[Natural-language object grounding data]

--- --- ---

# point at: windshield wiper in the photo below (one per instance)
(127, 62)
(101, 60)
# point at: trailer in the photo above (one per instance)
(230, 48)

--- --- ---

▶ _WHAT YOU NEED TO DO_
Each line from the one containing "# point at: trailer" to the final line above should be written out exactly; please omit the others.

▶ _ANSWER SPACE_
# point at: trailer in the photo above (one per instance)
(230, 48)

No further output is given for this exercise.